■ **Task goal**: The response should hold each line from the entries below where "dark" is found.

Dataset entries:
☆ ☆ ☆ ☆ ☆

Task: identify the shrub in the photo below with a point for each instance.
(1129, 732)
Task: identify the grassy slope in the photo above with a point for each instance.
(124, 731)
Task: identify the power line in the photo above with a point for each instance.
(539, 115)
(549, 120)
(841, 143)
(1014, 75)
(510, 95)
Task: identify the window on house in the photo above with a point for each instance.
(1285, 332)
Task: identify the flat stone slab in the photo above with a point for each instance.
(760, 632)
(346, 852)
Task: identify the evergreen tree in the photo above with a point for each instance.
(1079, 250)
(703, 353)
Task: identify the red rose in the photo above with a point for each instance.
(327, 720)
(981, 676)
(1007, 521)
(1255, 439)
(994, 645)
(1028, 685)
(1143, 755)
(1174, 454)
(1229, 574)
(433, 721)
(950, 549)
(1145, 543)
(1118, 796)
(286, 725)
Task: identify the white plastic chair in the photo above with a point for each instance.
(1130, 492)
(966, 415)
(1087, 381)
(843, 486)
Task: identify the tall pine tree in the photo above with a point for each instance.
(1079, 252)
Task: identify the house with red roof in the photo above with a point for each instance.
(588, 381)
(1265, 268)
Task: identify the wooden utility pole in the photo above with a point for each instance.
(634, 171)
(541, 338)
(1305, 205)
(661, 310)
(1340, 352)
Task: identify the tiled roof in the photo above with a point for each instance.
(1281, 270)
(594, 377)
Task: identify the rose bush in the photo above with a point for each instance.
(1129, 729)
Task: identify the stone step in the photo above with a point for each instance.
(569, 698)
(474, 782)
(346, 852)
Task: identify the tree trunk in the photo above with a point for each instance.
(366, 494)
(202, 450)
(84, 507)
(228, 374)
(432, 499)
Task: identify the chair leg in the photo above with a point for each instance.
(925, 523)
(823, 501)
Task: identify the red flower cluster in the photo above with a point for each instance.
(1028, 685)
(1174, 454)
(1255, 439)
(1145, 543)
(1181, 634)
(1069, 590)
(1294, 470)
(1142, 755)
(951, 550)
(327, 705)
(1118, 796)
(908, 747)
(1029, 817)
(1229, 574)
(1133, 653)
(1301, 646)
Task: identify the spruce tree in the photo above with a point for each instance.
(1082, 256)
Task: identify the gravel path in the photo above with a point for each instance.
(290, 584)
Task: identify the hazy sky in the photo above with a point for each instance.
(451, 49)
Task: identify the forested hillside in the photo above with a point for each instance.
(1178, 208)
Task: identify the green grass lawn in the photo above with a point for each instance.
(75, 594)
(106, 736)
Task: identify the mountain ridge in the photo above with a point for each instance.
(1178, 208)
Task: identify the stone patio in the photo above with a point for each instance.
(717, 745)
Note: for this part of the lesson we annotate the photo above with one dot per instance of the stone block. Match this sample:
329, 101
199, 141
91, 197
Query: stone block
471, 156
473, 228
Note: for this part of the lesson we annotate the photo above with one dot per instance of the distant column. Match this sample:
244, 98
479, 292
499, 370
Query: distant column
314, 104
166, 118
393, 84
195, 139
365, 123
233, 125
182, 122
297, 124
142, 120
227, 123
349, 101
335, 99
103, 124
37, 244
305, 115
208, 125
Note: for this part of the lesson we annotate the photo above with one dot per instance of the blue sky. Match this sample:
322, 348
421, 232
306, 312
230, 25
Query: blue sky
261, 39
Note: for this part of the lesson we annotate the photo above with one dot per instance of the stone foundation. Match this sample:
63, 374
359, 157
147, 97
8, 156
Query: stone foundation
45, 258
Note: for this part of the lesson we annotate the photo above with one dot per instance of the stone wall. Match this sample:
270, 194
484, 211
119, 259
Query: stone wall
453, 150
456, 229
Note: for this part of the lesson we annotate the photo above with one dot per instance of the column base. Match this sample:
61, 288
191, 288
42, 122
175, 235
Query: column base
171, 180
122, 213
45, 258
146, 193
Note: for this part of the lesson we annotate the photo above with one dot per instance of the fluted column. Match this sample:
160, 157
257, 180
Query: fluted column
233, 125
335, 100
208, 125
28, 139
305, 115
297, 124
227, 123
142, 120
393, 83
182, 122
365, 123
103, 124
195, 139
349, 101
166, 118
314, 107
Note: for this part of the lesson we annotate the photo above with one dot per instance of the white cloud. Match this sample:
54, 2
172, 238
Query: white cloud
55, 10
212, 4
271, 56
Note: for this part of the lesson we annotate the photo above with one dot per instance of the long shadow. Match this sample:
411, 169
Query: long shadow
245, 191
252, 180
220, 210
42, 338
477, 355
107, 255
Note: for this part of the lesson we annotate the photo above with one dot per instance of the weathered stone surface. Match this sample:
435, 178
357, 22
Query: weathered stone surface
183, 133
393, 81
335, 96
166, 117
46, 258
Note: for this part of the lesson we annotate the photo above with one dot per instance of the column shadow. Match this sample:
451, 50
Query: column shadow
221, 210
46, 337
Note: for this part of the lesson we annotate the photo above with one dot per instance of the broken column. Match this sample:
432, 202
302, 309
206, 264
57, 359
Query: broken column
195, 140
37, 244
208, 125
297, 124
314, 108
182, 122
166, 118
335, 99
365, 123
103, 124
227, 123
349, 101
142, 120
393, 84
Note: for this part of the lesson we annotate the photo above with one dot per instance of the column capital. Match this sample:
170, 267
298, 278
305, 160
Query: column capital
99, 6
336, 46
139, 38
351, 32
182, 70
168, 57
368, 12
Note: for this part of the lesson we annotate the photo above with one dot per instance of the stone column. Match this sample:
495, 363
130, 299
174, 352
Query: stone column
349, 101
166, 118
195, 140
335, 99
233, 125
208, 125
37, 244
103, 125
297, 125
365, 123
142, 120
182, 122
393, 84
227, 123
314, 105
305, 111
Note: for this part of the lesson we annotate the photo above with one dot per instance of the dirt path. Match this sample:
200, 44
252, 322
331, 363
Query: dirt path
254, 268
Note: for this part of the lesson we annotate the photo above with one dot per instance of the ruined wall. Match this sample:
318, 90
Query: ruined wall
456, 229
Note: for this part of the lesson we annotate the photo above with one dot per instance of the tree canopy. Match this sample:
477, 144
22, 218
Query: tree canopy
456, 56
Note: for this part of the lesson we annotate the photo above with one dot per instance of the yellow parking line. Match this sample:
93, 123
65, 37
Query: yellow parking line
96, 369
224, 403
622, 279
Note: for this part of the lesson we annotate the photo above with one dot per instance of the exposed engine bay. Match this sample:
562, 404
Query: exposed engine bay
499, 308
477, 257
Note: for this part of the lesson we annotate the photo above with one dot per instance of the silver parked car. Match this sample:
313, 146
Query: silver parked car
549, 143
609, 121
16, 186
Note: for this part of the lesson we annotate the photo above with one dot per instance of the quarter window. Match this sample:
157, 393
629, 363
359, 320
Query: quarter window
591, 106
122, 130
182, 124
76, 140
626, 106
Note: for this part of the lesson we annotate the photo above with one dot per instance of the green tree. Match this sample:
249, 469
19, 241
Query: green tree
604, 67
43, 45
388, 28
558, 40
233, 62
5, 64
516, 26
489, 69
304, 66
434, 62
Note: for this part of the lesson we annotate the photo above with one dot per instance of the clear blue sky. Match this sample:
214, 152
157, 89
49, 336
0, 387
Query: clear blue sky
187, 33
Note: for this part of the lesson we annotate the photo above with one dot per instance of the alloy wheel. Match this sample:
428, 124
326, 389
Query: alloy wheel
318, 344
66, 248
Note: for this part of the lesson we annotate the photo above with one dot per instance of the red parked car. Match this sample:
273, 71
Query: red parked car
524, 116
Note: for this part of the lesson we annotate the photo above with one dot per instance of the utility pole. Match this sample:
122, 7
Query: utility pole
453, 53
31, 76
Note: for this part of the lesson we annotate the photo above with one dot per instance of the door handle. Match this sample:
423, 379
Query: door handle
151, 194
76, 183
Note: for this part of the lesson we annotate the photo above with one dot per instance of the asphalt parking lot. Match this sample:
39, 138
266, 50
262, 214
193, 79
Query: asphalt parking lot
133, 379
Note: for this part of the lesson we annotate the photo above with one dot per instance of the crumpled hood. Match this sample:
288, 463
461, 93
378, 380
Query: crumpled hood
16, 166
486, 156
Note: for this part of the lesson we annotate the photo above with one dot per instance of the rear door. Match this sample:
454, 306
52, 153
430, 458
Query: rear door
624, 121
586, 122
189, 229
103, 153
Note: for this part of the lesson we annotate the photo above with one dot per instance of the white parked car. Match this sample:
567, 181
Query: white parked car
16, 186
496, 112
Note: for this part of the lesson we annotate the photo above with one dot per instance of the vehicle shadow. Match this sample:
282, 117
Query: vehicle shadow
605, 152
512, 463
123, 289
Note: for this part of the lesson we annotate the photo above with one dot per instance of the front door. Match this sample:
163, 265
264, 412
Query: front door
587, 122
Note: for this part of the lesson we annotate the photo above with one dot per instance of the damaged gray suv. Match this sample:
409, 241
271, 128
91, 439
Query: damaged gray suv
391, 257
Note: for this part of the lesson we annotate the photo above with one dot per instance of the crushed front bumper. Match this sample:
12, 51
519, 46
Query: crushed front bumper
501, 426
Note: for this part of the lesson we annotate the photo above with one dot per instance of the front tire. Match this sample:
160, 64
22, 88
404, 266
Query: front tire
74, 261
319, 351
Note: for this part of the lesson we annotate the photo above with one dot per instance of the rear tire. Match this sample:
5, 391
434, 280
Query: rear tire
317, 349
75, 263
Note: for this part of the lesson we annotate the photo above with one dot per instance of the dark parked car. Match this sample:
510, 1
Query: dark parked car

☆ ☆ ☆ ☆ ☆

■ **Task answer**:
Note: for this part of the lesson we annotate the photo above with one dot per instance of the dark parked car. Match this sample:
Query: dark parked car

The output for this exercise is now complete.